Set exercise.
Carry on the case summary about the wardship and relocation of the child X to country Z, starting right after its last sentence.

This judgment is of particular interest to practitioners working in children law with an international aspect, the process of homologation upon cross-border relocation and the use of wardship proceedings to safeguard the child prior to relocating.
Introduction [1 – 8]
HHJ Paul Hopkins KC gives judgment on a case concerning one child (‘X’), born in 2024, now circa 16 months old. Previous proceedings also have referred to the child as X.
Besides these proceedings, another case is ongoing pursuant to the court’s inherent jurisdiction concerning X. A C66 application was issued on 10.07.2025, which seeks to make X a ward of the court concluding these Children Act 1898 proceedings.
The Local Authority (‘LA’) is located in Wales. X’s mother (‘M’) is GDA, who is a citizen of another country (country ‘Z’). She has been in the United Kingdom (‘UK’), since the end of 2023. X’s father is unconfirmed. X was represented through their Cafcass Cymru Guardian (‘CG’). Ms L, who is from Country Z’s consular team, also attended this hearing.
The LA previously sought a CO and ICO in relation to X, pursuant to an application dated 02.05.2024. To summarise, the LA’s final position is that a SGO should be made in favour of X’s maternal uncle and his partner, who reside in country Z. Ideally, the LA wanted this to be fully recognised (homologated), or at a minimum in the progress of homologation, prior to X relocating to their care. In the interim, the LA proposed for X to be made a ward of the court to ensure his ongoing protection.
This hearing functioned as a final hearing, with earlier judgments dated 24.04.2025, which dealt with issues in relation to section 31 of the Children Act 1989, alongside the welfare determination. That judgment was not the subject of any appeal; it follows that this judgment must be analysed in conjunction with that earlier judgment.
Parties current positions [9 – 11]
The LA remained wanting the orders above, alongside a further port alert order, to continue ideally until X’s proposed relocation to country Z. The LA was neutral as to the ‘mechanism’ point regarding M’s contact, which is refined below.
M’s position remains that she does not accept the previous judgment, although she does now accept that X be relocated to live with the proposed SGs. M did not have any issues in relation to the principal orders sought by the LA and agreed to provide undertakings supporting (albeit partially) the transition arrangements. Only one small ancillary issue was raised by M in relation to contact with X. M accepted the overall plan of contact as detailed in X’s final care plan but did want reference to the same detailed in a recital on the final court order.

Listing.
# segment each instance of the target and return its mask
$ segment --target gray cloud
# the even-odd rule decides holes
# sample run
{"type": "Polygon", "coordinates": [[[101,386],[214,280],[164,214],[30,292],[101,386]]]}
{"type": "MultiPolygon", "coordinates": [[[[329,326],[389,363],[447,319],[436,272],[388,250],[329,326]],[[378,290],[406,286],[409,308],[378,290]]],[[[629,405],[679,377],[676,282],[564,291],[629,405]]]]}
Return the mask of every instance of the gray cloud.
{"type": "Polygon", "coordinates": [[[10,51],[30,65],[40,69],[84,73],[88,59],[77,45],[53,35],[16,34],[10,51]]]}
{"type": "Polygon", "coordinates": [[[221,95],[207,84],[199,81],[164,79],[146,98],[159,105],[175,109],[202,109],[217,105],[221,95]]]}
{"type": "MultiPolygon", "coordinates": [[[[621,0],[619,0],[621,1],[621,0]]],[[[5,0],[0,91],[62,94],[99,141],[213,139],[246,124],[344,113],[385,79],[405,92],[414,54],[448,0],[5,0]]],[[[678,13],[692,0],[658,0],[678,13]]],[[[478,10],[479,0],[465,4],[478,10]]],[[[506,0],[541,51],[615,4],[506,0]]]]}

Reply.
The CG echoed the LA’s final case, agreeing to the orders sought. The CG was of the view that reference to the contact between M and X in the final order should be shortened to a cross referencing the relevant part of X’s final care plan. This was due to the CG being concerned that country Z may interpret the proposed recitals as ‘concrete’ rather than a reflection of the present intentions as to contact.
IRO
The judgment also acknowledged, out of completeness, that the IRO has endorsed the LA’s final care plan for X.
Evidence and witnesses [14 – 15]
Before HHJ Hopkins had sight of the reduced core bundle of 1185 pages, the CG’s final analysis (separately), case summaries, and closing position statements from all parties. The judge was also provided with draft order and a draft of the proposed undertakings of M. The context and reasoning for the undertakings are set out below in his judgment.
Besides the above, the court needed no further oral evidence but did benefit of the confirmation of further information (unsworn) provided by AA, the court appointed expert in the relevant law in country Z, who joined remotely.
Relevant law [16 - 21]
As indicated by the LA, the final law to be considered, remains relevant to the LA seeking X to be made a ward of the court until he relocates to country Z. Besides, the LA seeks a final SGO, ideally homologated before X would leave. This is likely to take 2 – 3 months. However, for this process to commence, the order has to be made first. The proposed SGs are currently in country Z. If an SGO is made unconditionally, the Ico would end and the only person in this country with PR of X would M. In other words, the LA would have no means of ensuring X’s protection, which would be concerning in light of the earlier findings made against M.
A brief extempore judgment granting leave to the LA to seek wardship was given on 22.07.2025. What follows below, is a short recital of the relevant law that applied in determining that application.
The court was taken to section 100 of the Children Act 1989. Which sets out the relevant criteria of such applications;
1) Section 7 of the Family Law Reform Act 1969 (which gives the High Court power to place a ward of court in the care, or under the supervision, of a local authority) shall cease to have effect.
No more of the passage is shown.